■ Task: Each line below must be printed again exactly.

(Dataset records)
Start of Block

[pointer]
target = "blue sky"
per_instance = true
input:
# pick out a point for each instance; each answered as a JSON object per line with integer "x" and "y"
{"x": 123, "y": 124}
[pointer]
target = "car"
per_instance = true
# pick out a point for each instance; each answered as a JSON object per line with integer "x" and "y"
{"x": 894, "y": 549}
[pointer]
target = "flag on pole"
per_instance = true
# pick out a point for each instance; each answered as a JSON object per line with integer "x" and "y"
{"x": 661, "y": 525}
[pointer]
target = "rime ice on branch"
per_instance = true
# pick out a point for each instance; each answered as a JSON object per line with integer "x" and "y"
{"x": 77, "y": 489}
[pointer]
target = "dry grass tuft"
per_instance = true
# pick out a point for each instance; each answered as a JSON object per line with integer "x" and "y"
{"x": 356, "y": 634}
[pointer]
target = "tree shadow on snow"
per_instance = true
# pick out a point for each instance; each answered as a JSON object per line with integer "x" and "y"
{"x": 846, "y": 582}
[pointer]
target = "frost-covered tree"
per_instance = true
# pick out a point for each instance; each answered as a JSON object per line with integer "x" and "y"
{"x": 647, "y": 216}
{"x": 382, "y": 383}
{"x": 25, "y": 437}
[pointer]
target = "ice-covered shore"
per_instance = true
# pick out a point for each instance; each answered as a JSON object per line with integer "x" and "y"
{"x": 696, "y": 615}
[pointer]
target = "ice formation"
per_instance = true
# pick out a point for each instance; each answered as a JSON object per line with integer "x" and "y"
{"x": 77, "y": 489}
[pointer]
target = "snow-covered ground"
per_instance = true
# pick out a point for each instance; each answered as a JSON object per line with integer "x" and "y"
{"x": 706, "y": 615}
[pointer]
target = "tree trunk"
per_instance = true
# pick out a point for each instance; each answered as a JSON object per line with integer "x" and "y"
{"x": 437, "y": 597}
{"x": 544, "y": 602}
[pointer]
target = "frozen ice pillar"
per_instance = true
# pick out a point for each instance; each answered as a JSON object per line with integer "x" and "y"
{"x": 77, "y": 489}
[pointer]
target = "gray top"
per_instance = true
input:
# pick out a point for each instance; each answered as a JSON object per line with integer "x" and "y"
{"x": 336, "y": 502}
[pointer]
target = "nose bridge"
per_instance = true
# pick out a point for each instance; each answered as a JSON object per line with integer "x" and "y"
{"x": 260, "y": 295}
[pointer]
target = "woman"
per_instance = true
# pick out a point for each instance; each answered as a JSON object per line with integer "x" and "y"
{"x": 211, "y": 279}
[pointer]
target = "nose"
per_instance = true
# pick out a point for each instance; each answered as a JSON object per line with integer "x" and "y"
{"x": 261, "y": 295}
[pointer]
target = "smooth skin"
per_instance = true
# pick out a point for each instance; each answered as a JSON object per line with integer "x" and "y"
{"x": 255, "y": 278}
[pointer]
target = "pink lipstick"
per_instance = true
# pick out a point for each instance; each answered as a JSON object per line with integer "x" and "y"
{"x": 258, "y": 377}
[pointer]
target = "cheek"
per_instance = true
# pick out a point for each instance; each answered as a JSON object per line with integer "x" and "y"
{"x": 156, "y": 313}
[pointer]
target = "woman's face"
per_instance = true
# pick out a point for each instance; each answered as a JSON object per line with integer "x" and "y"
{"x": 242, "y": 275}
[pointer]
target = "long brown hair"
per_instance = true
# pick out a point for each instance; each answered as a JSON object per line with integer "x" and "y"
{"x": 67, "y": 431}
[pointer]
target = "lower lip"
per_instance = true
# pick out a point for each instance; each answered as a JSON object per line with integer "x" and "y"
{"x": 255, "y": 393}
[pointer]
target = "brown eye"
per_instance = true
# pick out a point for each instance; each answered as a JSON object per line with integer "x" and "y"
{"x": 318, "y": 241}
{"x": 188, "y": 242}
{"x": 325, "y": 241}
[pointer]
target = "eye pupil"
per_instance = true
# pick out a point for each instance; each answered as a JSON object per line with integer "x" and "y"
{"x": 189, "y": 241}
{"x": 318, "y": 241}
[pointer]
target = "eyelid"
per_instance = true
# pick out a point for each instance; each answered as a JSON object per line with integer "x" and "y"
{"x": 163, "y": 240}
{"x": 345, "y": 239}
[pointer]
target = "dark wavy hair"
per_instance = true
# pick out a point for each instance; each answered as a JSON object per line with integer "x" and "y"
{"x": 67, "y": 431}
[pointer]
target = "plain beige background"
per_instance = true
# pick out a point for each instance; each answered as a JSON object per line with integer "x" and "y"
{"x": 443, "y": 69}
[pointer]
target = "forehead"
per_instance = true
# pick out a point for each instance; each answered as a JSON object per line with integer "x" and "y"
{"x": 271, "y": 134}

End of Block

■ Output below:
[pointer]
target = "blue sky"
per_instance = true
input:
# pick out a point for each instance; each answered as a JSON object per line with integer "x" and "y"
{"x": 123, "y": 124}
[pointer]
target = "car"
per_instance = true
# pick out a point for each instance; each answered as a JSON object per line with integer "x" and "y"
{"x": 894, "y": 549}
[pointer]
target = "flag on pole"
per_instance = true
# pick out a point for each instance; each answered as a JSON object per line with integer "x" and "y"
{"x": 661, "y": 525}
[pointer]
target = "rime ice on branch"
per_instance = true
# pick out a point for each instance; each answered as a JSON object per line with integer "x" and "y"
{"x": 77, "y": 489}
[pointer]
target = "dry grass tuft"
per_instance = true
# pick out a point for each instance; each answered as a JSON object per line with integer "x" and "y"
{"x": 356, "y": 634}
[pointer]
target = "tree shadow on snow"
per_instance = true
# pick out a point for each instance; each answered as a JSON object per line with integer "x" and "y"
{"x": 846, "y": 582}
[pointer]
target = "frost-covered tree"
per_instance = true
# pick out a point for each instance; each answered as a JSON object per line with integer "x" and "y"
{"x": 647, "y": 216}
{"x": 382, "y": 383}
{"x": 25, "y": 437}
[pointer]
target = "ice-covered shore"
per_instance = true
# pick out a point for each instance; each answered as a JSON object per line with integer "x" and "y"
{"x": 696, "y": 615}
[pointer]
target = "ice formation"
per_instance = true
# pick out a point for each instance; each answered as a JSON object per line with integer "x" and "y"
{"x": 77, "y": 489}
[pointer]
target = "snow-covered ground"
per_instance = true
# pick out a point for each instance; each answered as a JSON object per line with integer "x" and "y"
{"x": 706, "y": 615}
[pointer]
target = "tree trunk"
per_instance = true
# pick out a point for each instance; each answered as a JSON object per line with integer "x" and "y"
{"x": 437, "y": 597}
{"x": 544, "y": 602}
[pointer]
target = "frozen ice pillar"
per_instance = true
# pick out a point for each instance; each answered as a JSON object per line with integer "x" and "y"
{"x": 77, "y": 489}
[pointer]
target = "gray top"
per_instance = true
input:
# pick out a point for each instance; each answered as a JSON object per line with integer "x" and "y"
{"x": 336, "y": 502}
[pointer]
target = "nose bridge"
per_instance = true
# pick out a point for each instance; each answered as a JSON object per line with integer "x" and "y"
{"x": 260, "y": 295}
[pointer]
target = "woman"
per_instance = true
# pick out a point for each instance; each answered as a JSON object per line with integer "x" and "y"
{"x": 211, "y": 279}
[pointer]
target = "nose"
per_instance = true
# pick out a point for each instance; each answered as a JSON object per line with integer "x" and "y"
{"x": 261, "y": 295}
[pointer]
target = "smooth skin"
per_instance = true
# pick out a point for each instance; each answered as a JSON object per line with integer "x" and "y"
{"x": 255, "y": 278}
[pointer]
target = "pink lipstick"
per_instance = true
# pick out a point for each instance; each answered as a JSON object per line with integer "x" and "y"
{"x": 258, "y": 377}
[pointer]
target = "cheek"
per_instance = true
# pick out a point for each instance; each answered as a JSON object per line with integer "x" and "y"
{"x": 156, "y": 313}
[pointer]
target = "woman's face"
per_instance = true
# pick out a point for each instance; each answered as a JSON object per line with integer "x" and "y"
{"x": 242, "y": 275}
[pointer]
target = "long brown hair"
per_instance = true
# pick out a point for each instance; each answered as a JSON object per line with integer "x" and "y"
{"x": 67, "y": 431}
[pointer]
target = "lower lip"
per_instance = true
# pick out a point for each instance; each answered as a JSON object per line with integer "x" and "y"
{"x": 255, "y": 393}
[pointer]
target = "brown eye"
per_instance = true
# pick out a point for each instance; each answered as a JSON object per line with integer "x" and "y"
{"x": 318, "y": 241}
{"x": 188, "y": 242}
{"x": 325, "y": 241}
[pointer]
target = "eye pupil"
per_instance = true
# pick out a point for each instance; each answered as a JSON object per line with integer "x" and "y"
{"x": 189, "y": 241}
{"x": 318, "y": 241}
[pointer]
target = "eyelid"
per_instance = true
# pick out a point for each instance; each answered as a JSON object per line with integer "x" and "y"
{"x": 163, "y": 240}
{"x": 345, "y": 239}
[pointer]
target = "dark wavy hair"
per_instance = true
# pick out a point for each instance; each answered as a JSON object per line with integer "x" and "y"
{"x": 67, "y": 431}
[pointer]
target = "plain beige background"
per_instance = true
# pick out a point for each instance; each answered as a JSON object per line with integer "x" and "y"
{"x": 443, "y": 69}
[pointer]
target = "forehead"
per_instance = true
# pick out a point for each instance; each answered as a JSON object per line with integer "x" and "y"
{"x": 271, "y": 134}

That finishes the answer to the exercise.